### Set exercise
Print, unchanged, the entries from the line containing "# test: locate() drops one marker on the ornate" through the final line of the entries, including both of these lines.

### Extracted records
BEGIN
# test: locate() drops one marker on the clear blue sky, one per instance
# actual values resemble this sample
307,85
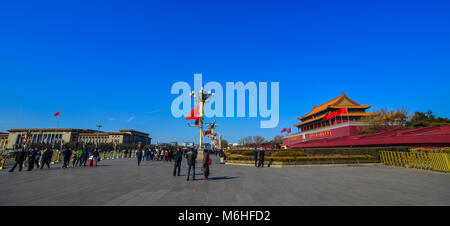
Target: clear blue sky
114,62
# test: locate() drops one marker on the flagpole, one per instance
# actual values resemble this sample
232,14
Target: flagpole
57,126
348,118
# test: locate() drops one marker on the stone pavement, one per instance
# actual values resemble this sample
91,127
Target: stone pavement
121,182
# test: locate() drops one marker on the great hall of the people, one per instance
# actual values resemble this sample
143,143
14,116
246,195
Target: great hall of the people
48,136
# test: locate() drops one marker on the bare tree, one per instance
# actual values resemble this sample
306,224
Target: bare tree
258,140
385,119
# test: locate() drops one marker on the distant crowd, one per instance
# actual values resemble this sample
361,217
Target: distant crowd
31,158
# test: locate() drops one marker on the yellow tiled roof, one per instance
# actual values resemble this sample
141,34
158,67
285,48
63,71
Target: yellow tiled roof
345,115
333,104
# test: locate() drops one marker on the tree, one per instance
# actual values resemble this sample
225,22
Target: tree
258,140
246,141
424,119
224,143
277,141
385,119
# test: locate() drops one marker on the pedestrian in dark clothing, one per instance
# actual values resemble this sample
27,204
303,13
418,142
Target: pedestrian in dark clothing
178,157
67,155
96,155
31,159
20,158
84,157
75,159
37,158
261,158
255,156
205,166
191,164
139,156
47,158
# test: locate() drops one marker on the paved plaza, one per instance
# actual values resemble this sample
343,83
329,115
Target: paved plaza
121,182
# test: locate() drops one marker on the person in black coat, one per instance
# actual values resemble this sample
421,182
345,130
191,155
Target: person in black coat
67,155
20,157
31,159
178,157
205,167
139,156
84,157
261,158
47,158
255,156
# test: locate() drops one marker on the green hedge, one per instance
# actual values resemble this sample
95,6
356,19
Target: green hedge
305,158
373,151
288,154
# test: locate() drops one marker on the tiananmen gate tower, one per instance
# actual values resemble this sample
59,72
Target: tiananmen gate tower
314,131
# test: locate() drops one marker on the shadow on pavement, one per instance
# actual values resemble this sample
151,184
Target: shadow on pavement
220,178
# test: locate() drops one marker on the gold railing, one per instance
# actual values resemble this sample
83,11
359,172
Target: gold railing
418,160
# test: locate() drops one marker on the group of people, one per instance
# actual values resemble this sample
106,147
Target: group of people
33,156
258,156
177,156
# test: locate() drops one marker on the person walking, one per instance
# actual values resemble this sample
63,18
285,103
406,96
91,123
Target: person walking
178,157
139,156
206,163
95,154
261,158
67,155
255,156
47,158
32,159
20,158
37,158
79,156
75,159
84,157
190,156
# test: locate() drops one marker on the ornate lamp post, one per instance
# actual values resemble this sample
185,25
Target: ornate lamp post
212,126
201,98
98,131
END
### Finished answer
# test: locate() drops one marker on the ornate lamp post, one per instance
# actual values resemble this sample
185,25
Target: ornate lamp post
212,126
201,98
98,131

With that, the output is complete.